**TASK STATEMENT**:
Bring back every record exactly, except for the pictures, which stay out.

-- MATERIAL PROVIDED follows --

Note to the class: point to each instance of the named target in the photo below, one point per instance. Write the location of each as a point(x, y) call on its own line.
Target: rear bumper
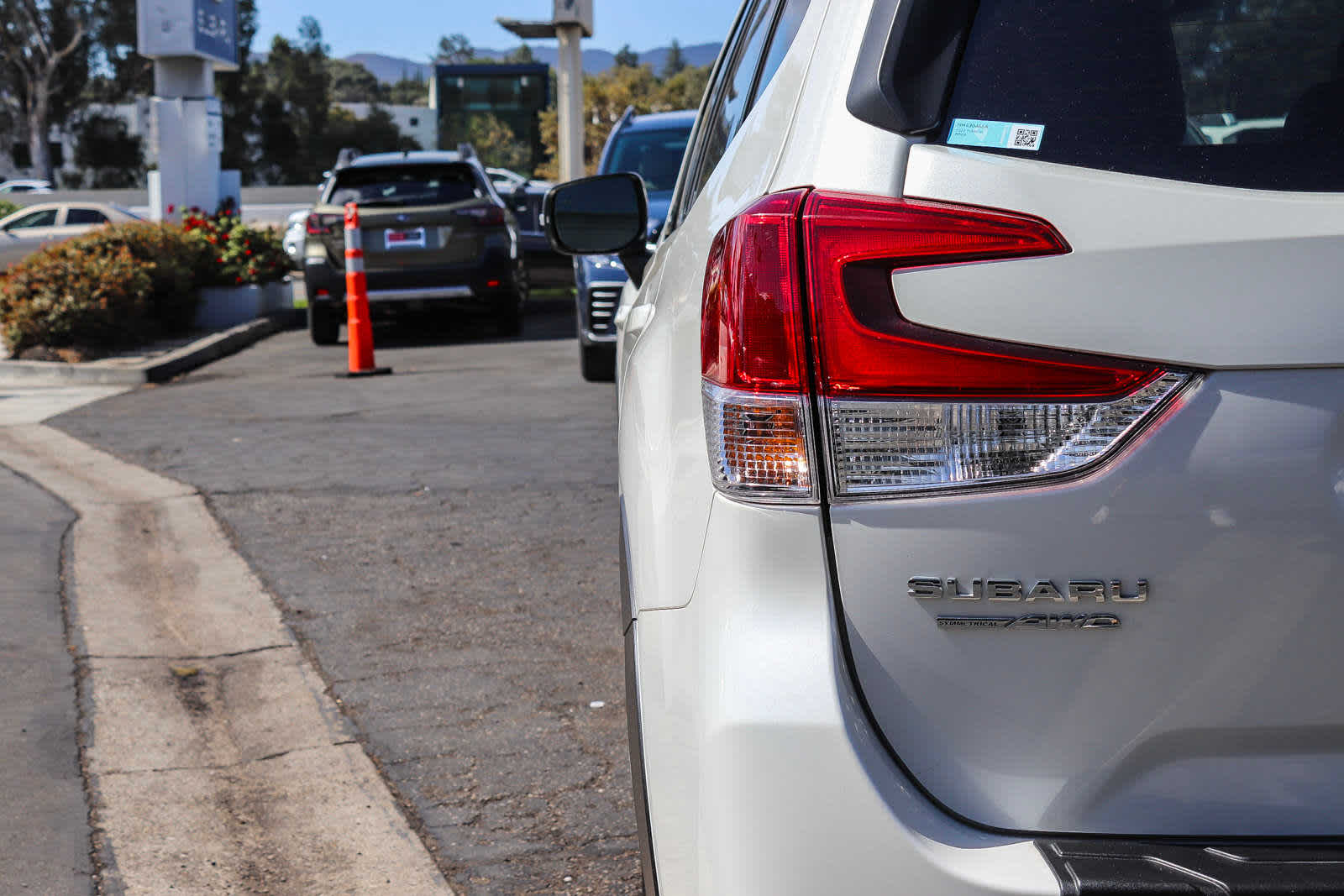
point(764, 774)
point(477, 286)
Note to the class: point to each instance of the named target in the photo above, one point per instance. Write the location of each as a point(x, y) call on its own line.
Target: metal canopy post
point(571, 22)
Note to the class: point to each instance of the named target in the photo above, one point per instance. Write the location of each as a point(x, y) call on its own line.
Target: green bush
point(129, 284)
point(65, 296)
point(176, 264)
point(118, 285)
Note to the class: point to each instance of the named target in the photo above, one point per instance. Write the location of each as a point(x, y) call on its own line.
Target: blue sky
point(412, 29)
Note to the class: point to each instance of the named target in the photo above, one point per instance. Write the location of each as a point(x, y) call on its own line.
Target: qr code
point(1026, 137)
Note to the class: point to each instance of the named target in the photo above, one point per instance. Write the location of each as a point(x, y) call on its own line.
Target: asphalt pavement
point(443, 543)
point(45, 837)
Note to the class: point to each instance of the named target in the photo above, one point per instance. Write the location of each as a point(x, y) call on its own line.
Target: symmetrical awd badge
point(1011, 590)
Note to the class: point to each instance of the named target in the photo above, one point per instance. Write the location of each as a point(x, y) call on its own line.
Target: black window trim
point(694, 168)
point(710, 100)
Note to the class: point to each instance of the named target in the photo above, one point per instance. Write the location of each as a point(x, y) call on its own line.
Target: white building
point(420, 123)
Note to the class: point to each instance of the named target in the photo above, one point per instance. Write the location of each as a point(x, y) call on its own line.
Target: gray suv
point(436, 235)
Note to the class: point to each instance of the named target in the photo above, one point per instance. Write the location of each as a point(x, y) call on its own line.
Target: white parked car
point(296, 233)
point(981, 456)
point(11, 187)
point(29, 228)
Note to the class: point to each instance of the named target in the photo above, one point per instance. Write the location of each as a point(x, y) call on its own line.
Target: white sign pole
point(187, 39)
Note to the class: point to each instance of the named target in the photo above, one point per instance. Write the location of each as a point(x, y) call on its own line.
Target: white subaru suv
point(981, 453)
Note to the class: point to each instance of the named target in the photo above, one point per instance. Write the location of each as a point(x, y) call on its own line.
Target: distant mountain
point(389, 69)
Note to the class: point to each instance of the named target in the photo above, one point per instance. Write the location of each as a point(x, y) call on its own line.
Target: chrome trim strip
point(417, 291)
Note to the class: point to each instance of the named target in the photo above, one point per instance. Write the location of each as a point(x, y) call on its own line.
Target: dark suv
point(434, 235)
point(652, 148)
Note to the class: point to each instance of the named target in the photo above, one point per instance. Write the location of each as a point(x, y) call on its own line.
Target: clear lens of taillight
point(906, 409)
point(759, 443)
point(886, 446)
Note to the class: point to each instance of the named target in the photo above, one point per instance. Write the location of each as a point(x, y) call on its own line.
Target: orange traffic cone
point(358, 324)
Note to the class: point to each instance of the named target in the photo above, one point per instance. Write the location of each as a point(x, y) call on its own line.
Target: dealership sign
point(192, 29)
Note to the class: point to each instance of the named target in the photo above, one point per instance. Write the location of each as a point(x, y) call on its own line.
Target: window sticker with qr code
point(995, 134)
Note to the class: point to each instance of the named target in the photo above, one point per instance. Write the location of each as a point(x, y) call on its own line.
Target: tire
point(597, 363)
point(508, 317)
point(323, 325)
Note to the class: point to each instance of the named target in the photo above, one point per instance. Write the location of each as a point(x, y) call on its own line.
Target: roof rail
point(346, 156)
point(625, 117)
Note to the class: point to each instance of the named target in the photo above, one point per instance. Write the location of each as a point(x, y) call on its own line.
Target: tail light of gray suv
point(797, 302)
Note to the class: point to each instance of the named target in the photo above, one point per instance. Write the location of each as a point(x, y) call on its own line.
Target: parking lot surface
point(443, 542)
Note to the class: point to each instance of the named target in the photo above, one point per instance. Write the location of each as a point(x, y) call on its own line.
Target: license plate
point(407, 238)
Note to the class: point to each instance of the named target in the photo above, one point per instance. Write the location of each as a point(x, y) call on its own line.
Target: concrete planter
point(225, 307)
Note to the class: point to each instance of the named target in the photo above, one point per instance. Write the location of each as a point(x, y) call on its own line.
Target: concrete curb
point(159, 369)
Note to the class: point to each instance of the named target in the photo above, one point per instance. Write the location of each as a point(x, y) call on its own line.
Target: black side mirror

-- MATERIAL PROVIDED concluded --

**COMPLETED EXERCISE**:
Note to the class: point to each instance of the named target in the photo below, one point per instance. Write the location of each as a point(x, y) call on its own line.
Target: rear bumper
point(764, 774)
point(477, 286)
Note to the class: point to each instance of the named target in the photo above, one point per instance. Write the location of each as a point(x, y) call on its own line.
Target: metal canopy post
point(571, 22)
Note to the class: point to each instance of the named target in the photo above, one point per instance. Write the location of each as a point(x, y) call on its own line.
Target: green bush
point(129, 284)
point(65, 296)
point(176, 264)
point(118, 285)
Note to the class: point to each instance of the named target in the photo above, one point per instance. Write the location of each as a point(x, y) call on its own line.
Target: blue sky
point(412, 29)
Note to the class: point to each instance of the named target in the photo above, one point per instance. Write the location of each as a point(x, y) call on its own line.
Target: qr code
point(1026, 137)
Note to the class: point to each instance of the named target in the photo above, one point per instance. Write the location of each as a point(x, y) call on its own line.
Target: asphalt pavement
point(443, 543)
point(45, 837)
Note to the class: point to each instance of the named target in the photo above, one point per instance. Write the location of each as a point(x, y) call on its own line.
Target: symmetrical awd badge
point(1011, 590)
Note to the class: point to each instance of the named target in the photo above, one point per instance. Write the location of each as a point(x, y) call on its own line.
Target: black window trim
point(694, 168)
point(710, 100)
Note to the class: point to each instance of the named target in the photo above, one point per instance. Write the location of each as a point(x, y) call on its own line.
Target: white building
point(420, 123)
Note to the class: point to each instance of the named target in the photo above, one point per instance. Write the location of each as a point(x, y) call on its own line.
Target: gray suv
point(436, 235)
Note to the class: point to each instance of the named target in the photo above, one point per instance. Write the location of each as a point(x, y) call on its own line.
Target: white parked car
point(296, 233)
point(981, 456)
point(11, 187)
point(29, 228)
Note to the class: point to each instance of the named target in the photo above, one point per instance. Write the location of each as a point(x, y) call on its own line.
Target: white sign pole
point(187, 39)
Note to the class: point to each instance of the named target in the photo above, one point per instance. Write the location of each as a point(x, y) call on its own line.
Target: white subaru suv
point(981, 453)
Note to the class: point to each instance of the named target in the photo above, one point per instance. Write the location of each as a point(x, y) call on its own line.
Target: distant mountain
point(389, 69)
Note to the class: point to each instance of the named target in the photo above, one point per instance. Write the location of each as a point(x, y) call on its own line.
Target: chrome trim strip
point(417, 291)
Note to the class: point to each instance of the named target in the photo above, one point per instance. Write the location of each as a point(x, y) call on its own line.
Target: dark suv
point(434, 235)
point(652, 148)
Note to the class: point to each instance of the named target in the photo above, one point per instance. Write the location of each as a point(x, y) call on its own line.
Target: clear lens of taillight
point(906, 409)
point(759, 443)
point(886, 446)
Note to the class: point to each instance of the named target in the photo above, one point per instance. Write the location of each as a point(x, y) call on its own line.
Target: orange traffic cone
point(358, 324)
Note to the class: point to each instance of the named target in the photo above, one point per instance. Write the location of each as a point(x, y) call on its own line.
Target: dealership sign
point(192, 29)
Note to the class: point to each instance of the named target in the photo above, one point per instance. Write the location of each as a point(x, y) call on its own line.
Target: window sticker with qr code
point(995, 134)
Note to the class: point to each instance of the named target in the photo above, one point per instance. Write the location of each as a point(x, y) call on its own line.
Target: tire
point(597, 363)
point(508, 317)
point(323, 325)
Note to the class: point to each instance of the named target in the photo above, one point per instance. Write the location of each as a point(x, y) call on its own line.
Target: roof rail
point(346, 156)
point(625, 117)
Note to the class: point to each instance of the named target in the photo above, one point per instance. Write the location of each as a point(x, y) call on its own line.
Target: tail light of gray suv
point(797, 302)
Note to the class: point to each instance of the named target in the photo above, one point per instance. Write the location of each as a point(x, y) call on its own line.
Target: parking lot surface
point(443, 542)
Note to the class: point to each instance of the named target in the photo above, one point per instance. Write the location of each as a point(x, y) call on its own line.
Target: license plate
point(407, 238)
Note to the class: point to each instance of the named target in the photo above, one point per instance. Write the location of each as a point(x, y) call on its own line.
Target: concrete planter
point(225, 307)
Note to the class: point to each instance of the named target in the photo above, one point per instance. Write the location of each as a point(x, y) call on its own line.
Target: concrete curb
point(159, 369)
Note to the class: point to each instance of the named target in the photo above, one point per instance. Write the location of each as a point(x, y) call on its own line.
Target: black side mirror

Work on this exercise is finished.